● WHAT TO PRODUCE
Copy out the items below without changes, starting at the line that contains "Exercise. Mark the green" and going through the end of the items, with both ends included.

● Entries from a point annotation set
----------

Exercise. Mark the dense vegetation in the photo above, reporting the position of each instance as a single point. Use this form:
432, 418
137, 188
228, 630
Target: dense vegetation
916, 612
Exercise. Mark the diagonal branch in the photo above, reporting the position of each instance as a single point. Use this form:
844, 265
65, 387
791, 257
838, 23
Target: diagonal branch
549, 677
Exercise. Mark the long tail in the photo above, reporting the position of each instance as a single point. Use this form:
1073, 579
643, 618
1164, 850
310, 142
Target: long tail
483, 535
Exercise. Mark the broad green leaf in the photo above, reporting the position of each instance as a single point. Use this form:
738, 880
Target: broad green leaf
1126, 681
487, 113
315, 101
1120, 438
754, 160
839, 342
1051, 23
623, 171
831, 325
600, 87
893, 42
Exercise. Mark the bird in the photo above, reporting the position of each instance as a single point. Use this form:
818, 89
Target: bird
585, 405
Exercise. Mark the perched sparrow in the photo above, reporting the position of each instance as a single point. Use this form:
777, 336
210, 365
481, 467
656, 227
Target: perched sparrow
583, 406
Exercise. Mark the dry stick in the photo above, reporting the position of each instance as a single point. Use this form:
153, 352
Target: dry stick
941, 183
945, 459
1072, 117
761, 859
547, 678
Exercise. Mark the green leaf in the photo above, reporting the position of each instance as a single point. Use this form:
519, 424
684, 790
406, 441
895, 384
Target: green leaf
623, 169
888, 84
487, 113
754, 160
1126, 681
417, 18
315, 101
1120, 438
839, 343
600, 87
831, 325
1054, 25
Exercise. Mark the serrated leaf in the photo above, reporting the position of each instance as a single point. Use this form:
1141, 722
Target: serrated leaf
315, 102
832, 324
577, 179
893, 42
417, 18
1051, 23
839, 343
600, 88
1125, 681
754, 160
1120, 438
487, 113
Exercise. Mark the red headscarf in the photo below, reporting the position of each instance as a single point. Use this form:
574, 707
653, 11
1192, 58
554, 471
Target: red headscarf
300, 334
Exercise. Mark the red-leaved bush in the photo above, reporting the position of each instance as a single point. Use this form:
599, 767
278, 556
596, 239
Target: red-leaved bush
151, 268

----------

● SOLVED EXERCISE
Exercise. Mark the green leaf in the photo above, reporting the position of each instance as a single point. Use this form:
519, 424
684, 790
406, 441
895, 384
Target: green leaf
623, 169
888, 84
487, 113
754, 160
1126, 681
417, 18
315, 101
1120, 438
839, 343
600, 87
831, 325
1054, 25
Exercise. Mark the serrated leaf in the photo above, reporting the position of each instance as a single point. Use this form:
1141, 722
Target: serrated leaf
315, 102
832, 324
577, 179
893, 42
417, 18
1051, 23
839, 343
600, 88
1125, 681
754, 160
1120, 438
487, 113
Exercise. Mark the red headscarf in the photo below, reporting the position of each instance as a single point. Use this form:
574, 707
653, 11
1192, 58
554, 471
Target: red headscarf
300, 334
Exercise. Mark the red-leaved bush in the photo above, reporting the position of each instance as a single point. Use this form:
599, 767
278, 556
596, 239
Target: red-leaved bush
151, 268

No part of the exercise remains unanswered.